▶ **PROBLEM REQUIREMENTS**:
Rewrite the lines from the start of the lines through the line holding "[[317, 252]]", both ends included, as a numbered list with blank lines left out. Leave the pictures out of the answer.

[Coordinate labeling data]

▼

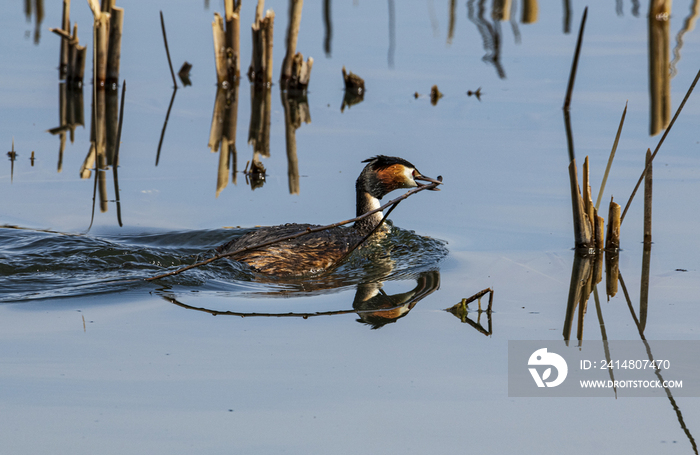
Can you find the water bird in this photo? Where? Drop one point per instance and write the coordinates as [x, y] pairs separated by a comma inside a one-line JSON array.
[[317, 252]]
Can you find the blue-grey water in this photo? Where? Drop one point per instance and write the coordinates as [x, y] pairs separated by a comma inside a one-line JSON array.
[[96, 360]]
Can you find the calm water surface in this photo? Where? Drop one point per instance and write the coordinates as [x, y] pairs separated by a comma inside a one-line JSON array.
[[95, 360]]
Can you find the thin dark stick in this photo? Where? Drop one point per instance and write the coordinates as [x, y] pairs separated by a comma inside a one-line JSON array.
[[165, 123], [357, 245], [165, 39], [278, 315], [574, 64], [298, 234], [661, 141]]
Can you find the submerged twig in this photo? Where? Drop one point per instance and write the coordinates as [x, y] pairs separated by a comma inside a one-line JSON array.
[[658, 146], [298, 234]]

▲

▶ **SOLUTION FOR THIS EXERCISE**:
1. Can you find the water bird in this photo? Where? Drop one point per instance and write the coordinates as [x, y] pairs separated by a comma inside a one-line JSON array.
2. [[317, 252]]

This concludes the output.